Text for analysis —
== Segment start ==

What the Job Involves

Half the job is planned: preventive maintenance routes, lubrication, belt and bearing changes, calibration, and rebuilds during scheduled shutdowns. The other half is the phone ringing at 2 a.m. because a line is down. You diagnose across disciplines, meaning you trace an electrical fault, then a hydraulic one, then discover the actual cause was a failed sensor. You read ladder logic, meter circuits, align couplings, weld a bracket, and put the machine back into a validated state. At Roche the repair has to survive an FDA audit. At Sierrita you are outside, at height, in Arizona heat, under MSHA rules. Lockout tagout is not paperwork here. It is the reason you go home.

Skills Employers Look For

  • Electrical troubleshooting: motors, drives, sensors, and control circuits
  • Mechanical repair: bearings, gearboxes, couplings, alignment, and pneumatics
  • Hydraulics and pneumatics diagnosis from a schematic
  • Programmable logic controller literacy, reading ladder logic to isolate a fault
  • Welding and basic fabrication for repairs and brackets
  • Lockout tagout, arc flash awareness, and confined space entry
  • Calm under pressure with a line down and a supervisor watching

Career Path and Advancement

People arrive at Tucson maintenance from three directions: promoted operators and machinists, transitioning military maintainers from Davis-Monthan, and Pima Community College automation graduates. From maintenance technician the ladder runs to senior technician, then controls or automation specialist, then maintenance planner or supervisor. Controls specialists who can program and troubleshoot programmable logic controllers are the scarcest and best paid technicians in the region. Others move into reliability engineering or manufacturing engineering with a degree earned on tuition reimbursement. Because Tucson's continuous-process employers span semiconductors, batteries, medical devices, and copper, an experienced maintenance technician here is close to recession-resistant.

Related Careers in Tucson

These Tucson roles feed into maintenance or share its skill set.

Frequently Asked Questions

Do you need an electrician license for industrial maintenance in Arizona?

== Segment end ==

Source data —

== Segment start ==

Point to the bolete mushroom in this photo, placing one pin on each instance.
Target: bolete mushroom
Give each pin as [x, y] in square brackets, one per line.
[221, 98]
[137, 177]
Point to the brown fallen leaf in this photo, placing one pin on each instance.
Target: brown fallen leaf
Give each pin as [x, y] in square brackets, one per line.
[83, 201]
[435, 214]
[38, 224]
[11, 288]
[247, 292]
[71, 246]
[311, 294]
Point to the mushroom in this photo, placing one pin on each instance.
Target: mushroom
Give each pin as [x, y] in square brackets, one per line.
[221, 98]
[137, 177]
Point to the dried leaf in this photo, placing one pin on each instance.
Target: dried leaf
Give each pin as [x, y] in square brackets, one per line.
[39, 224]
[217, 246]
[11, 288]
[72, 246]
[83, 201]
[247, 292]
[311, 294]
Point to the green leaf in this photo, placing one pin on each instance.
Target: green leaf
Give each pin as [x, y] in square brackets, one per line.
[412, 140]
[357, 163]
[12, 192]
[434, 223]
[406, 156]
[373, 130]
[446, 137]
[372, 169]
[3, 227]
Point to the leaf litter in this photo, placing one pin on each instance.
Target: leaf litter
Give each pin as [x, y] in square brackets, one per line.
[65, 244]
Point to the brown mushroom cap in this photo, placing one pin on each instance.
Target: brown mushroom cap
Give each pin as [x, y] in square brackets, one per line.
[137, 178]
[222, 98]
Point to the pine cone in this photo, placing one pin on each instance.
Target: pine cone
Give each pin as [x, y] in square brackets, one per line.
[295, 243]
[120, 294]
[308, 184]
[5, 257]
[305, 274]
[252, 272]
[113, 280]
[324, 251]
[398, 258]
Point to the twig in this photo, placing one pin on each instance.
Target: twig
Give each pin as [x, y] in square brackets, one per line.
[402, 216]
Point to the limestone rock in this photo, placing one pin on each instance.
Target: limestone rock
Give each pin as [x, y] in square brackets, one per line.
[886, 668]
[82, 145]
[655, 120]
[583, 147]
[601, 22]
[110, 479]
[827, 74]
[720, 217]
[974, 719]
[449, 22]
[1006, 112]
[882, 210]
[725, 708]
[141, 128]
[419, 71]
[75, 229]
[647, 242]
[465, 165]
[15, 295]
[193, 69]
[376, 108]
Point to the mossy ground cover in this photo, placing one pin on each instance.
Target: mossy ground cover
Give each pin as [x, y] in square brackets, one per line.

== Segment end ==

Exercise requirements —
1. Using the text on industrial maintenance work in Tucson, decide whether each statement agrees with it. Answer yes or no for each, and quote the words from the text that decide it.
(a) Controls specialists who can program and troubleshoot programmable logic controllers are the best paid technicians in the region.
(b) All of the job is planned work such as preventive maintenance routes.
(c) Work at Sierrita falls under FDA rules.
2. From the text on industrial maintenance work in Tucson, write out the part starting with "People arrive at" and going on through "close to recession-resistant.", with no changes.

Results for each task —
1.
(a) Yes: "Controls specialists who can program and troubleshoot programmable logic controllers are the scarcest and best paid technicians in the region."
(b) No: "Half the job is planned" and "The other half is the phone ringing at 2 a.m. because a line is down."
(c) No: "At Sierrita you are outside, at height, in Arizona heat, under MSHA rules."

2.
People arrive at Tucson maintenance from three directions: promoted operators and machinists, transitioning military maintainers from Davis-Monthan, and Pima Community College automation graduates. From maintenance technician the ladder runs to senior technician, then controls or automation specialist, then maintenance planner or supervisor. Controls specialists who can program and troubleshoot programmable logic controllers are the scarcest and best paid technicians in the region. Others move into reliability engineering or manufacturing engineering with a degree earned on tuition reimbursement. Because Tucson's continuous-process employers span semiconductors, batteries, medical devices, and copper, an experienced maintenance technician here is close to recession-resistant.